Short exercise: Reproduce every line of the records below, requests included, shifting each polygon vertex coordinate in the answers up by 133. Leave the requests and their format samples unchanged.

------ Material shown

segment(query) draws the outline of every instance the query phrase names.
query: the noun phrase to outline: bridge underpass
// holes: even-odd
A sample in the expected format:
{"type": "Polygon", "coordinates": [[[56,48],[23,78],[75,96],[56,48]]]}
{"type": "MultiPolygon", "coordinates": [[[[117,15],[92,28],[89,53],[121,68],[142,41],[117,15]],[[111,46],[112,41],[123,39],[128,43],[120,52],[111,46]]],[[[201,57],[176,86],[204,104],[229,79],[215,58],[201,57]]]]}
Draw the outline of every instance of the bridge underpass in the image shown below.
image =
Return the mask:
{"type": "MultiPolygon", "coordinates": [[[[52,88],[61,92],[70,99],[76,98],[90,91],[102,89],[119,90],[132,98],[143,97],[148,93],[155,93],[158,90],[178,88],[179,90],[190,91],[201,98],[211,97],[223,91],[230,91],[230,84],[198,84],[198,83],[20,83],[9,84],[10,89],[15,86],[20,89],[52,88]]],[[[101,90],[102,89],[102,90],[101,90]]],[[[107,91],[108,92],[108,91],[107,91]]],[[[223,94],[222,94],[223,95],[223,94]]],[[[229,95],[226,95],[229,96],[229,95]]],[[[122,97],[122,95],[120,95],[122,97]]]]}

------------

Result:
segment(query) draws the outline of every instance the query phrase names.
query: the noun phrase to outline: bridge underpass
// holes: even-odd
A sample in the expected format:
{"type": "Polygon", "coordinates": [[[56,48],[23,78],[75,96],[56,48]]]}
{"type": "MultiPolygon", "coordinates": [[[[117,15],[92,28],[89,53],[121,68],[142,41],[117,15]],[[111,46],[112,41],[123,39],[128,43],[120,52],[111,46]]],[[[201,57],[176,86],[204,104],[229,79],[215,58],[201,57]]]]}
Draw the outline of every instance of the bridge underpass in the image shown below.
image =
Return the mask:
{"type": "MultiPolygon", "coordinates": [[[[185,221],[194,225],[203,232],[209,231],[223,224],[235,222],[252,223],[265,231],[276,230],[281,226],[288,226],[291,223],[311,221],[312,223],[323,224],[334,231],[344,230],[356,224],[363,224],[363,217],[331,217],[331,216],[153,216],[142,217],[143,222],[148,219],[153,222],[185,221]]],[[[234,223],[235,222],[235,223],[234,223]]],[[[240,224],[241,225],[241,224],[240,224]]],[[[356,227],[355,227],[356,228],[356,227]]],[[[362,228],[359,228],[362,229],[362,228]]],[[[255,230],[255,228],[253,228],[255,230]]]]}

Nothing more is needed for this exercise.